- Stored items
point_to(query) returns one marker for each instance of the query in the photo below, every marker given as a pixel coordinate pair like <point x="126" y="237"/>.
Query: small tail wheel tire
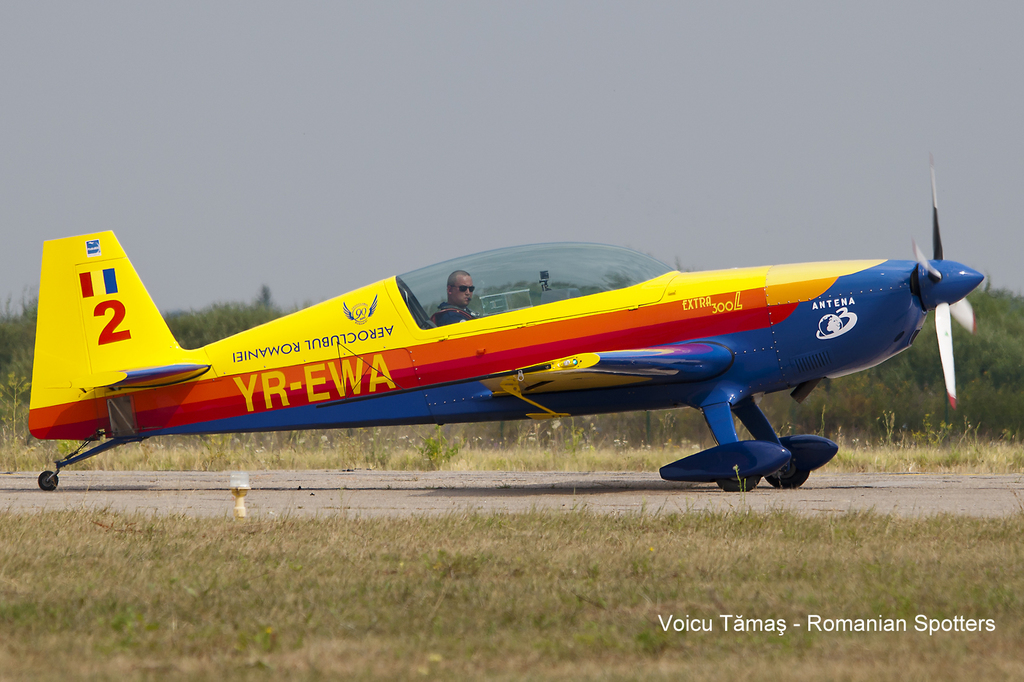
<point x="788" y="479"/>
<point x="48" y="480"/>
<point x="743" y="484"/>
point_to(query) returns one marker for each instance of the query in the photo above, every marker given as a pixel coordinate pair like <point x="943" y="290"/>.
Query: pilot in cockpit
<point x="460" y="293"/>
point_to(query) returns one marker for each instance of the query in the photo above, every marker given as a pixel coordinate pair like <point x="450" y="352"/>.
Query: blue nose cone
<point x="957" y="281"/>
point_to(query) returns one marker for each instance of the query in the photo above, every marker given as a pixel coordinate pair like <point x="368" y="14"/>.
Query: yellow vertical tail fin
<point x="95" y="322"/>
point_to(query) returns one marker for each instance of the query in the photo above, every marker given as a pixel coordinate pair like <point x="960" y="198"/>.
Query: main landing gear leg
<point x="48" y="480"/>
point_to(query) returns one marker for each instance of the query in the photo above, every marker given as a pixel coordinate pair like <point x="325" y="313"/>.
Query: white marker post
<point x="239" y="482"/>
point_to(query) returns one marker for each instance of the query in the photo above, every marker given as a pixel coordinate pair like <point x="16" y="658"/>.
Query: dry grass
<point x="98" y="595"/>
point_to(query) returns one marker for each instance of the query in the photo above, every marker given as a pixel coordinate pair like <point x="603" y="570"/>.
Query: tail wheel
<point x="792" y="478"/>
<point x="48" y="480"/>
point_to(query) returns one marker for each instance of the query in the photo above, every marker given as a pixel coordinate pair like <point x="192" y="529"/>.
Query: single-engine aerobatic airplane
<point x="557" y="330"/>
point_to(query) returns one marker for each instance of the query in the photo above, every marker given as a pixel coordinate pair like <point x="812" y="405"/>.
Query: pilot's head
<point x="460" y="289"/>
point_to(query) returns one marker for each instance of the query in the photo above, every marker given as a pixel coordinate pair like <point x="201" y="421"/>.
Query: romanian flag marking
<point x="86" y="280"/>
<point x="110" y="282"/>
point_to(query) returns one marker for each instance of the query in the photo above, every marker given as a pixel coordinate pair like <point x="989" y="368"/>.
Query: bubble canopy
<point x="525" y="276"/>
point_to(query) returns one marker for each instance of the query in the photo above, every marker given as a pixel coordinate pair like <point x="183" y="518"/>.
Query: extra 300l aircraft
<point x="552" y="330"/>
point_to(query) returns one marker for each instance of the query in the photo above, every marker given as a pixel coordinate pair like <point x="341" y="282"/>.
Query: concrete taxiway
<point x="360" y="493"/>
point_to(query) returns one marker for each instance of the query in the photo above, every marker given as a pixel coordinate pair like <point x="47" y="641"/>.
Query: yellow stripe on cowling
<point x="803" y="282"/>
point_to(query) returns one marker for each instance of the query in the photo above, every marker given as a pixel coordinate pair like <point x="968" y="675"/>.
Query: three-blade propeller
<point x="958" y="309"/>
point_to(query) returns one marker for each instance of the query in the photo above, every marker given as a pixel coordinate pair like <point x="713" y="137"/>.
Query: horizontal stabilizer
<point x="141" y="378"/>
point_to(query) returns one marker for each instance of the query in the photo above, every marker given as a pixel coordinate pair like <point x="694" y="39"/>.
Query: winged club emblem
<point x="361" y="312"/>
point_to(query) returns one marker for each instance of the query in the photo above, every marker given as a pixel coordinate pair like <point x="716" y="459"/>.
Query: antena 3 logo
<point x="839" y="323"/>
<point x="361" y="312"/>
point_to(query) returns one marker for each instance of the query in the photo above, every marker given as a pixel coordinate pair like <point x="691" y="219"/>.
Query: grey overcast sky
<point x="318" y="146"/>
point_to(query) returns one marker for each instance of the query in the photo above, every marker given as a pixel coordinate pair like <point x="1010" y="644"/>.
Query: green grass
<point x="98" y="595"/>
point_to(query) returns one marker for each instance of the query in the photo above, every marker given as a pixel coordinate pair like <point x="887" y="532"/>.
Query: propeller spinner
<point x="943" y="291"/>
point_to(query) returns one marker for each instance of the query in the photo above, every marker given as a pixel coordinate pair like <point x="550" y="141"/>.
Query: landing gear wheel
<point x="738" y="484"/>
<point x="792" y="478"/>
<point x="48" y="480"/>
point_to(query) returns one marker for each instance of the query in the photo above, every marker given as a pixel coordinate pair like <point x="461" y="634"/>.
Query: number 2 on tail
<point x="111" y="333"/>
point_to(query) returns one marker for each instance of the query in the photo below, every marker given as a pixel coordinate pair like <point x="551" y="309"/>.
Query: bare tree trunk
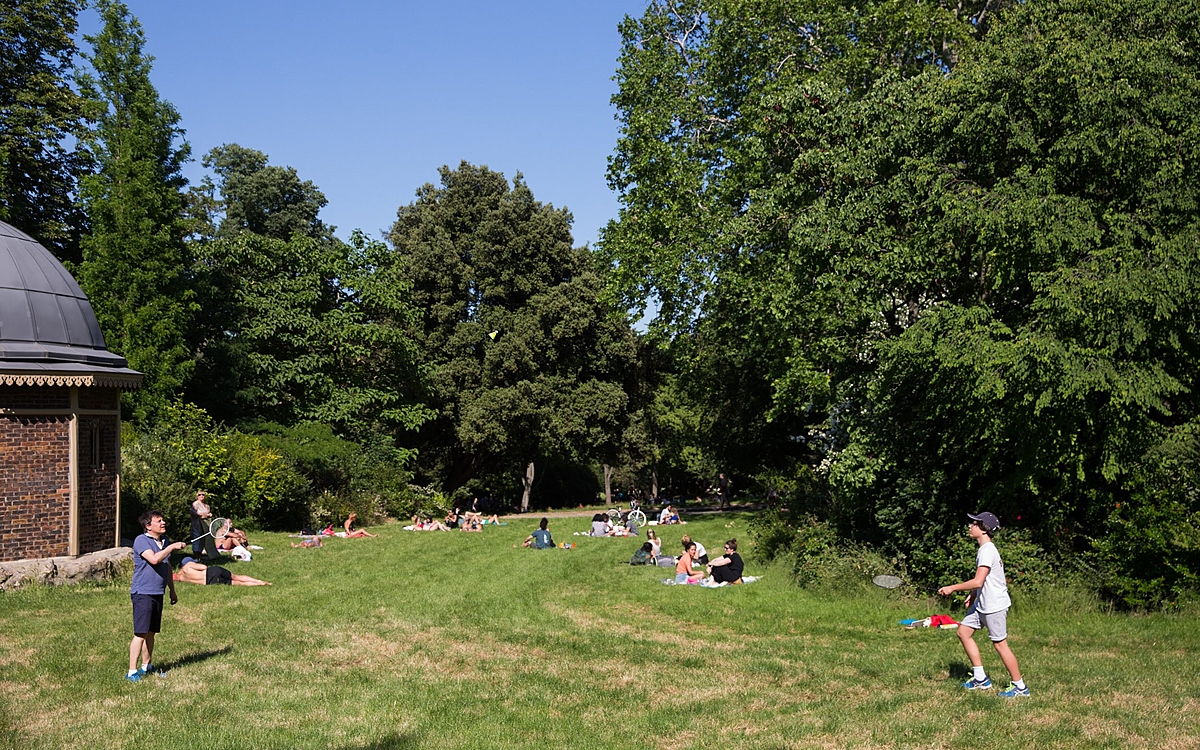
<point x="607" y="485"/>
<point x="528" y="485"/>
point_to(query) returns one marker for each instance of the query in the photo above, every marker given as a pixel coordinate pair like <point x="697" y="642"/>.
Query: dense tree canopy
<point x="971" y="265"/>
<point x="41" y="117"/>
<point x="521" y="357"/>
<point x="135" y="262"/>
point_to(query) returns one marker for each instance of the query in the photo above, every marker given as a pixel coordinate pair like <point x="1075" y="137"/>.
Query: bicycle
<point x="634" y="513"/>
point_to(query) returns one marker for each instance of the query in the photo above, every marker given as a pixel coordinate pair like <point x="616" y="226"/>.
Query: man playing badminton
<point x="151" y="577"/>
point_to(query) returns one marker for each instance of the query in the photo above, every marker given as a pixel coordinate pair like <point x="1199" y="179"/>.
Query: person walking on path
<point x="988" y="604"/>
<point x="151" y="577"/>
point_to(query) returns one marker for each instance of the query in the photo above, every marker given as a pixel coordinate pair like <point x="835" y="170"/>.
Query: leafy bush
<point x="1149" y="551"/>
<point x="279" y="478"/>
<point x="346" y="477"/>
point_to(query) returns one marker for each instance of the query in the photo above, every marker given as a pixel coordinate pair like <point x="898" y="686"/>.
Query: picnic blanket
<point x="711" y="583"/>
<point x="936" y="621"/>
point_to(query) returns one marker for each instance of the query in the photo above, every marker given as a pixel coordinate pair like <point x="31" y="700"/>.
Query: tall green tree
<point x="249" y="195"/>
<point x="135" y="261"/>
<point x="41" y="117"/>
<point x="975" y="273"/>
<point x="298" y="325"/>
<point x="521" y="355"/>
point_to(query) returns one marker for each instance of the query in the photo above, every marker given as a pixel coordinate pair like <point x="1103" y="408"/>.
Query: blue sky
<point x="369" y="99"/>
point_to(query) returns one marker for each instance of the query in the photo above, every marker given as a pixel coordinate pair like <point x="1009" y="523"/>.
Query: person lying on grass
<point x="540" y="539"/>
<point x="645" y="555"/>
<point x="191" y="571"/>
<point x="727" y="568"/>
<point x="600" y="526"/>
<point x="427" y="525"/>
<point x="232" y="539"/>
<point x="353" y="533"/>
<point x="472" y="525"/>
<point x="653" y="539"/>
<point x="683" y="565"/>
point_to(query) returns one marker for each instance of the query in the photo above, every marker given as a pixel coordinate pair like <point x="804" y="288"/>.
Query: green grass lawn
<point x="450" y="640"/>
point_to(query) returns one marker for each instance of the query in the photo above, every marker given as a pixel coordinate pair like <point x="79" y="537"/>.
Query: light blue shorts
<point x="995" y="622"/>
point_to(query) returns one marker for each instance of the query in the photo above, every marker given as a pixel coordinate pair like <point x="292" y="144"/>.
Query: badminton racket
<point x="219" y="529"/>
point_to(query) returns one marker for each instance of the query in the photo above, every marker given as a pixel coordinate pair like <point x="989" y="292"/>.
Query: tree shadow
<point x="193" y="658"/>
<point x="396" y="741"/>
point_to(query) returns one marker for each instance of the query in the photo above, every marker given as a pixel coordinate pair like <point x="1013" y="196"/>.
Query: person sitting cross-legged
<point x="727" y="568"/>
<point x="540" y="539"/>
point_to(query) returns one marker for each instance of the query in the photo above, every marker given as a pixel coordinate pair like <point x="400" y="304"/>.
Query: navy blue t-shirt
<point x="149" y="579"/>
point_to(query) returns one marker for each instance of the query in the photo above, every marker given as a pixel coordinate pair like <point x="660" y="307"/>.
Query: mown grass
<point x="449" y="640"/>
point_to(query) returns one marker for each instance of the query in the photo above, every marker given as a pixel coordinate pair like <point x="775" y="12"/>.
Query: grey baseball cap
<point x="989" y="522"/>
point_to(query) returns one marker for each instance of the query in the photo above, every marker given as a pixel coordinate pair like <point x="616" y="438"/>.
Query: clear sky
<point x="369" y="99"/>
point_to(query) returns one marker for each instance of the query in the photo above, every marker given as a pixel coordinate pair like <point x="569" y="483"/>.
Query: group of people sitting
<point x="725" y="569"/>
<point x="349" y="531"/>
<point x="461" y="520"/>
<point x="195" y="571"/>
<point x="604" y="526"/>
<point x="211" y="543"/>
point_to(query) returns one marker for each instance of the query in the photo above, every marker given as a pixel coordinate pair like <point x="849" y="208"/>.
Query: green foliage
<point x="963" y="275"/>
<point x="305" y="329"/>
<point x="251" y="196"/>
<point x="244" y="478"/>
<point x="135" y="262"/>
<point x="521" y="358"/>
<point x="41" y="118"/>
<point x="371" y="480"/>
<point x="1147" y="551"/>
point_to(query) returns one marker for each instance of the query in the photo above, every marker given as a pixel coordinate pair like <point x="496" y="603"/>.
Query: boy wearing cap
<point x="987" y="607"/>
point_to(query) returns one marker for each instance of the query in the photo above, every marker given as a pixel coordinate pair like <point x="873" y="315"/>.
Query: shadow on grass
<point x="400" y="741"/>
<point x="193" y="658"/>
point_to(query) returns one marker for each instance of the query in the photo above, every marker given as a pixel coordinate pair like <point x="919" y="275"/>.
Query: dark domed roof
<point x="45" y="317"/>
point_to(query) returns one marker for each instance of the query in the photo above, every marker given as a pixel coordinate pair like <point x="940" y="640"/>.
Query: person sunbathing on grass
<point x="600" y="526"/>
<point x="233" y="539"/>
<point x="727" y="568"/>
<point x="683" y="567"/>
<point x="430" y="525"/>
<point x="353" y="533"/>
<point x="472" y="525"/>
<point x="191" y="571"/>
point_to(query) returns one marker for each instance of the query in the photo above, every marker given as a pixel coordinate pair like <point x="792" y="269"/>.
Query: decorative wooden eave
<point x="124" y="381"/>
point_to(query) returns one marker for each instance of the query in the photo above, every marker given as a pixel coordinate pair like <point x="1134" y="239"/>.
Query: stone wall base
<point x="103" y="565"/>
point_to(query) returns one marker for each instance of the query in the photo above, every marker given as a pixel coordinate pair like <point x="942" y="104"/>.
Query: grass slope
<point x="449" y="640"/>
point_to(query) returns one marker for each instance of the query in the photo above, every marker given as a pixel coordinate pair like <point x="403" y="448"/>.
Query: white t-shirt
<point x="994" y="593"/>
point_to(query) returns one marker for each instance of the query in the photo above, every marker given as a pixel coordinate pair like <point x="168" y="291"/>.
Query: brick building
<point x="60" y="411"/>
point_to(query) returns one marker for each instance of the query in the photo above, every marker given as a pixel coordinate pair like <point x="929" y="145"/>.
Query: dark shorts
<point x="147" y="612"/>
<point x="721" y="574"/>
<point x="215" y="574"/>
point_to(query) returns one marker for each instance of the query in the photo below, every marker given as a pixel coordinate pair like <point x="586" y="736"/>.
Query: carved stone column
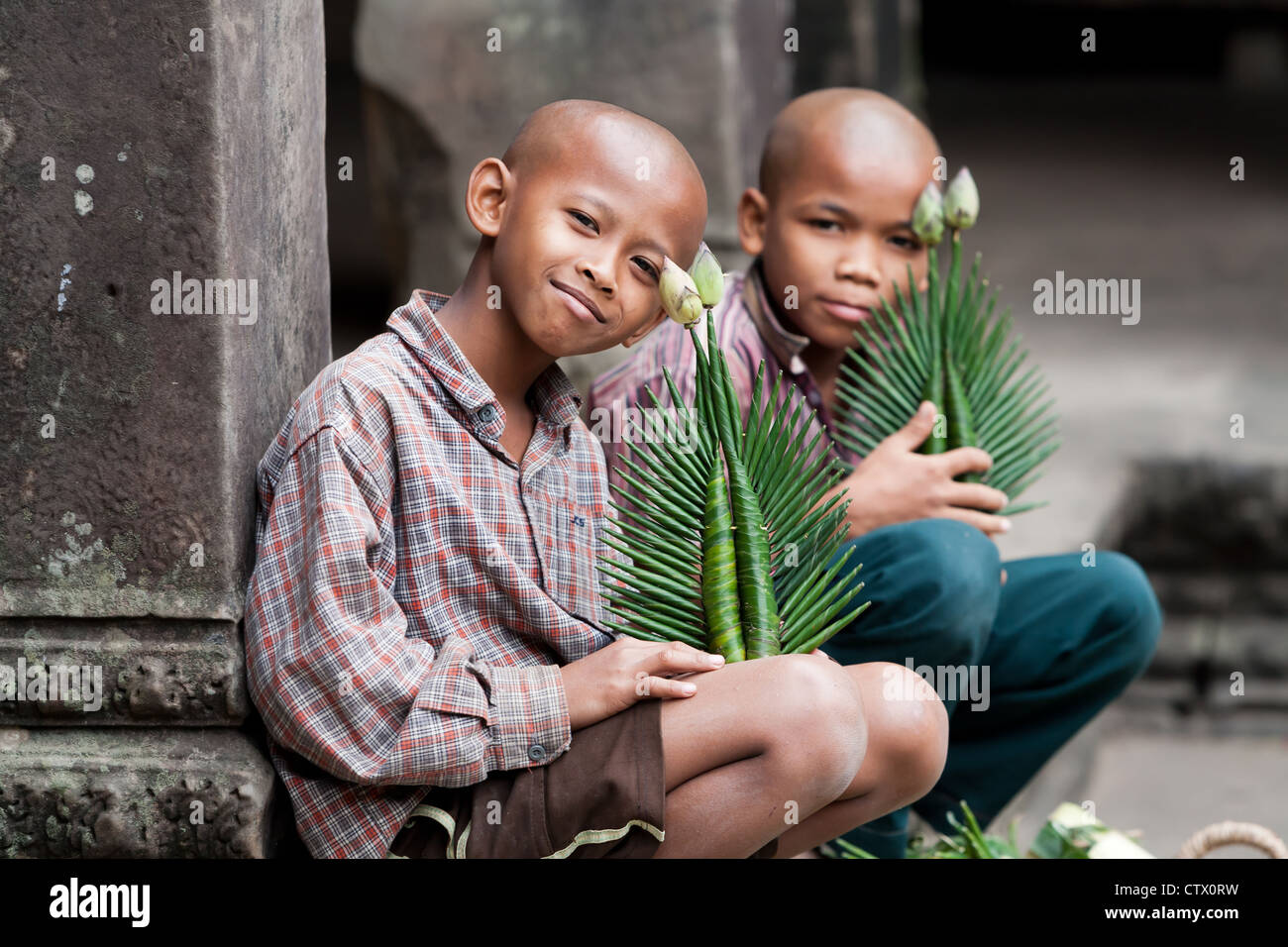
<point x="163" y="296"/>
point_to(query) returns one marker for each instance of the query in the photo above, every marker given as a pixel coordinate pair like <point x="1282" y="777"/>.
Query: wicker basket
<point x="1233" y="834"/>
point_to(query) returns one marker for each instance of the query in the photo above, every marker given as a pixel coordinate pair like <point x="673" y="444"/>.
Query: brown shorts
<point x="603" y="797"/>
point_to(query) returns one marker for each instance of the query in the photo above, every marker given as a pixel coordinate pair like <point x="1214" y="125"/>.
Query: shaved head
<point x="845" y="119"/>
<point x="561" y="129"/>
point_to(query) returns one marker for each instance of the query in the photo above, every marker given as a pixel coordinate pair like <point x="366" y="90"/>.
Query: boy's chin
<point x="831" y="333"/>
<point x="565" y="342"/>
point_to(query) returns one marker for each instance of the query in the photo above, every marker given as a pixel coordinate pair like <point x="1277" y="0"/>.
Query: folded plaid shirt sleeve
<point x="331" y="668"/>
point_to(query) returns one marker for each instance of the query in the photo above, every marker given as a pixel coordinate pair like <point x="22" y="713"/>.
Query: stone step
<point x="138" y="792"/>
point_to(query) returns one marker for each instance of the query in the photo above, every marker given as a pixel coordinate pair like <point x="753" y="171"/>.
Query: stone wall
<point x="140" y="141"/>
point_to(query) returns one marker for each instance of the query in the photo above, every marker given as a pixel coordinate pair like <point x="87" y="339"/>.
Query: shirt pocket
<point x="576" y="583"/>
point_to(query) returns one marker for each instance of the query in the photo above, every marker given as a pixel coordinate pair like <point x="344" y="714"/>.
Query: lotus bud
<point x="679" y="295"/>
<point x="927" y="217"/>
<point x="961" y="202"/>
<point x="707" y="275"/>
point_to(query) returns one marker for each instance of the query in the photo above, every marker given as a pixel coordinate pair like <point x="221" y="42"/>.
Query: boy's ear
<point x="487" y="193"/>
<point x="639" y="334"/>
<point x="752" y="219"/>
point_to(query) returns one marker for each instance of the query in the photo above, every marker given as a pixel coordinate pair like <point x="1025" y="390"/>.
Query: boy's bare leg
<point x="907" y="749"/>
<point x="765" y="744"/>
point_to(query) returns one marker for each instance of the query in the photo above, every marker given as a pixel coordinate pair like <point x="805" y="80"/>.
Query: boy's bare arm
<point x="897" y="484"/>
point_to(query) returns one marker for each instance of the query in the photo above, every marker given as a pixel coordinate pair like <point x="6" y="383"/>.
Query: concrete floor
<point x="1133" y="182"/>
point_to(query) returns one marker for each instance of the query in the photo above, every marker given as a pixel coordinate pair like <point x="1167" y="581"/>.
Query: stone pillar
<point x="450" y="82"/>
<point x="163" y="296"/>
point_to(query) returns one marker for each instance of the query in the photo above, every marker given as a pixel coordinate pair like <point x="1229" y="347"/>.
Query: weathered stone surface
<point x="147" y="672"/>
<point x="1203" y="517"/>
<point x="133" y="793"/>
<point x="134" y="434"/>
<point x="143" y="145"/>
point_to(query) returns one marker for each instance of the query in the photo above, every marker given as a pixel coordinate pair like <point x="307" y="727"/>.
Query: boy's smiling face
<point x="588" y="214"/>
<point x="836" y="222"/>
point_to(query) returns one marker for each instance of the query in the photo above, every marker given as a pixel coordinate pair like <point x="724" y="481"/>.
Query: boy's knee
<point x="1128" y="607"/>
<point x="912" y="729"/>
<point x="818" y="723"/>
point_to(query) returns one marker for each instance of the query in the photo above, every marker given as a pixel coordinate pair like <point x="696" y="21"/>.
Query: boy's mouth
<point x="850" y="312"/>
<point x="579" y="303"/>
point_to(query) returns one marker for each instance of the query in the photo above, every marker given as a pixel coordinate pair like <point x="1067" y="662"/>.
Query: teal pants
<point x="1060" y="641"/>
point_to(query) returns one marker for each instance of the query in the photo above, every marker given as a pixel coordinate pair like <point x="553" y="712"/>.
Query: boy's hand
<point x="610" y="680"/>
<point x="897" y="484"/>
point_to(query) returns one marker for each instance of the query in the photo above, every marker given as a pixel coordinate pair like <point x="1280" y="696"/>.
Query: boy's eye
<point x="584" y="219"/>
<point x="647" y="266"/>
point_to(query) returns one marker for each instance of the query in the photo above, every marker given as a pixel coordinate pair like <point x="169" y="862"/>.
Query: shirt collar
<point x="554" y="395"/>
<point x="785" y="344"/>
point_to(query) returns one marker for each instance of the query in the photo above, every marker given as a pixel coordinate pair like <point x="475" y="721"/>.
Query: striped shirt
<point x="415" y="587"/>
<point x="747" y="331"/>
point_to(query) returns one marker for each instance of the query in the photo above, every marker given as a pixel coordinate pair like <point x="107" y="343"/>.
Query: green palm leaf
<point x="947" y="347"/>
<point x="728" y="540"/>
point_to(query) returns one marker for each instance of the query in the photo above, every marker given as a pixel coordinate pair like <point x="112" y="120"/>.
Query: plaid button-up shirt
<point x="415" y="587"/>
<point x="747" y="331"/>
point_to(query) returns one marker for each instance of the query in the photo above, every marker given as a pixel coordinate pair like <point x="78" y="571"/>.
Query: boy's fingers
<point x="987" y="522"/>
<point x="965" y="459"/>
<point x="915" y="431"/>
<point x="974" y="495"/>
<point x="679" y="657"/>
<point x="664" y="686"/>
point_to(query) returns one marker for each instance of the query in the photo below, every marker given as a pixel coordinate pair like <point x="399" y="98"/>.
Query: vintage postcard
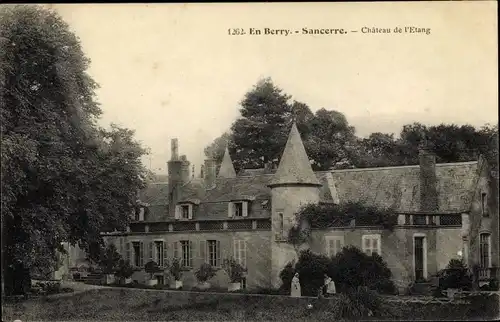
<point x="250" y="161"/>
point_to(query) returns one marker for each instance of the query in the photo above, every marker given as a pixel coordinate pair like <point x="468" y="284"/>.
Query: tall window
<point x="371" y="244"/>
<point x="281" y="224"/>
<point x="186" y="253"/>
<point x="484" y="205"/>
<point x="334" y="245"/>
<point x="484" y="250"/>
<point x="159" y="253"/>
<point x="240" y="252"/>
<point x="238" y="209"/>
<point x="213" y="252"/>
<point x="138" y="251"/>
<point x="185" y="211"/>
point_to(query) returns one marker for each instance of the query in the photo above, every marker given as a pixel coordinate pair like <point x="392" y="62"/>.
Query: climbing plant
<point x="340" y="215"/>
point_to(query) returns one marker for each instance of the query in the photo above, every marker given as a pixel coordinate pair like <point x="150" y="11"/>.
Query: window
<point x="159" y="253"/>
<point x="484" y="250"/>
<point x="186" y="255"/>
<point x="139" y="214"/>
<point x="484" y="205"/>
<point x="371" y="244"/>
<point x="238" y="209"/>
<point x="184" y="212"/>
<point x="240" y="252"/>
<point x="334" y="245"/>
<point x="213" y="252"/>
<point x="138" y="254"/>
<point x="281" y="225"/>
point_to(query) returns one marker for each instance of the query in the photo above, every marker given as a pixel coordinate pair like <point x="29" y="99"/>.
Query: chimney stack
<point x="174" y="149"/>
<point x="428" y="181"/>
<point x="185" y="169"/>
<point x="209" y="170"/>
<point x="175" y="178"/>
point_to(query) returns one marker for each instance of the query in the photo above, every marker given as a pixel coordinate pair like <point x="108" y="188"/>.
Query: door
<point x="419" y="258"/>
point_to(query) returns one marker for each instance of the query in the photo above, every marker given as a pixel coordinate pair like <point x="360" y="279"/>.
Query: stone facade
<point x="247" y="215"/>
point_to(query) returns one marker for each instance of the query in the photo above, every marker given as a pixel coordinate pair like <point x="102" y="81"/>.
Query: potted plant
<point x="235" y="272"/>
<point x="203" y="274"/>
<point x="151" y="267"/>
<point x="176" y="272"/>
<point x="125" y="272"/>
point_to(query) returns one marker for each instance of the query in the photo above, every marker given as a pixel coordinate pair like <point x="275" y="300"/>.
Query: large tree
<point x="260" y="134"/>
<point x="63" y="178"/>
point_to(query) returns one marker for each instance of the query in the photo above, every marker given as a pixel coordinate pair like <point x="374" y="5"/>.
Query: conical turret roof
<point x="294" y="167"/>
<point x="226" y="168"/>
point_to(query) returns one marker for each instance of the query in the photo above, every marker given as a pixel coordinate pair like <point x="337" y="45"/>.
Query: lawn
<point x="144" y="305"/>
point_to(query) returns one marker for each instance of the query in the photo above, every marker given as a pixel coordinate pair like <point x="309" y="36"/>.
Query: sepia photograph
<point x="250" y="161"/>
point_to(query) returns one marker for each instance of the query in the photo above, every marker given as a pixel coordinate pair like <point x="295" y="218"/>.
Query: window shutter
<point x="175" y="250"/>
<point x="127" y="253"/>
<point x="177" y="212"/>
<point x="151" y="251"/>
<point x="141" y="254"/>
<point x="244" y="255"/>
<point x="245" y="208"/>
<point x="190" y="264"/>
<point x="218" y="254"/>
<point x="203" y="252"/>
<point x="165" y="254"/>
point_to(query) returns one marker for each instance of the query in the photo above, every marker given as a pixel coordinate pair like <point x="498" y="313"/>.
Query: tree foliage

- Given request
Collect every line of the records above that contains the word "bare". Case counts.

- Problem solution
Query: bare tree trunk
Query: boy's bare leg
Query: boy's bare arm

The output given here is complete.